Return, word for word, the part of the insurance case summary starting at "Compean initiated an" and ending at "caused her injuries.".

> [Text block]:
----------

Recently, the United States District Court for the Southern District of Texas concluded that insurer had no duty to defend or indemnify its insured, a bus company operating in the United States, against claim of failure to render aid to bus passenger injured in Mexico, because the insurance policy’s territory-coverage provision and definition of “accident” excluded coverage. In Nat’l Liability & Fire Ins. Co. v. Los Chavez Autobuses Inc. et. al., No. 4:20-CV-01302, 2021 WL 920138 (S.D. Texas [Houston Division], March 10, 2021), Antonia Compean boarded a bus in Matehuala, Mexico destined for Houston, Texas. The bus was owned and operated in Mexico by Autobuses El Refugio, and in the United States by Los Chavez Autobuses Inc. (“Los Chavez”).  In Mexico, the bus passed over a speed bump at an excessive rate of speed, causing Compean to hit her head on the ceiling. Nonetheless, the bus continued on to the United States, where a driver for Los Chavez replaced the driver for El Refugio. Then, the bus continued on to Houston.   

Compean initiated an action in Texas state court against Los Chavez (and El Refugio) (the “underlying action”).  As against Los Chavez, Compean contended that she should have been given medical treatment in Laredo (rather than Houston) and that the delay in treatment proximately caused her injuries.

----------

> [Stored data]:
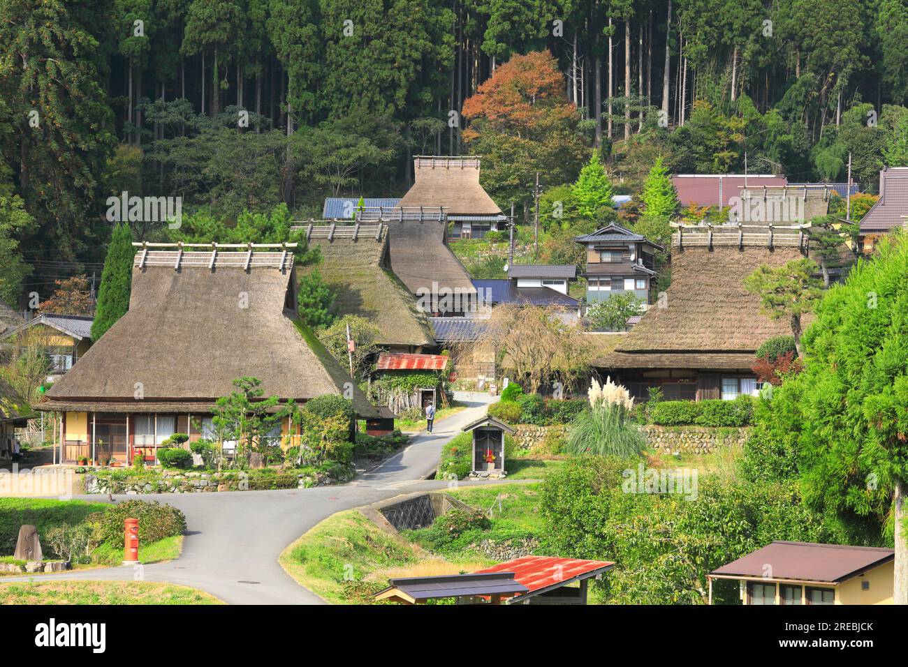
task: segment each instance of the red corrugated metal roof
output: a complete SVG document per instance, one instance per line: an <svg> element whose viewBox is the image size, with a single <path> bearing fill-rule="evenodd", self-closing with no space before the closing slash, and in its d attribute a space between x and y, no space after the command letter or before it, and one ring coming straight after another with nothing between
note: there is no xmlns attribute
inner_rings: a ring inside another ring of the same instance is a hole
<svg viewBox="0 0 908 667"><path fill-rule="evenodd" d="M605 570L614 565L608 561L584 561L577 558L556 558L553 556L524 556L507 563L499 563L485 570L477 570L476 574L496 572L513 572L514 579L527 586L530 593L543 588L567 584L584 574L592 575L597 570Z"/></svg>
<svg viewBox="0 0 908 667"><path fill-rule="evenodd" d="M444 370L448 358L440 354L402 354L389 352L379 355L379 370Z"/></svg>
<svg viewBox="0 0 908 667"><path fill-rule="evenodd" d="M732 197L740 197L745 181L748 188L762 188L764 185L786 185L785 176L751 174L745 179L743 174L674 174L672 183L678 193L682 206L718 206L719 181L722 181L722 205L730 206Z"/></svg>

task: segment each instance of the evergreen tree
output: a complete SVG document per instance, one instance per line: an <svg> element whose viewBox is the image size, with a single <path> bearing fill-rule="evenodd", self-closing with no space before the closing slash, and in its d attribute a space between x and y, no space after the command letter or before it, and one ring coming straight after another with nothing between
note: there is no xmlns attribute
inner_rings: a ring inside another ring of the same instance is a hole
<svg viewBox="0 0 908 667"><path fill-rule="evenodd" d="M650 217L667 219L677 210L678 195L661 157L656 158L649 170L643 184L642 199L644 213Z"/></svg>
<svg viewBox="0 0 908 667"><path fill-rule="evenodd" d="M118 224L114 228L107 257L104 258L104 269L101 273L98 302L92 323L92 340L98 340L129 309L134 255L129 224Z"/></svg>
<svg viewBox="0 0 908 667"><path fill-rule="evenodd" d="M585 218L598 220L605 210L612 207L612 184L596 152L589 158L589 162L580 170L572 193L577 212Z"/></svg>

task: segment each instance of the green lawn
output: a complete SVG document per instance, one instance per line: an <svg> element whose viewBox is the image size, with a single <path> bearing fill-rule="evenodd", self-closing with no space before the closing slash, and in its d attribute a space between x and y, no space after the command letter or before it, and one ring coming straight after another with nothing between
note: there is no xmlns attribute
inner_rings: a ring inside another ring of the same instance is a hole
<svg viewBox="0 0 908 667"><path fill-rule="evenodd" d="M0 604L222 604L186 586L153 582L0 583Z"/></svg>

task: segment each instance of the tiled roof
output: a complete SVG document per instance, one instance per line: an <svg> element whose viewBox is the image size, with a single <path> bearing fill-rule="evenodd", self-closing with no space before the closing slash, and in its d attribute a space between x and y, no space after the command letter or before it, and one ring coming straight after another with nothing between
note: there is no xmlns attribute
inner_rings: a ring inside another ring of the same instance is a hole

----------

> [Response to the task]:
Compean initiated an action in Texas state court against Los Chavez (and El Refugio) (the “underlying action”).  As against Los Chavez, Compean contended that she should have been given medical treatment in Laredo (rather than Houston) and that the delay in treatment proximately caused her injuries.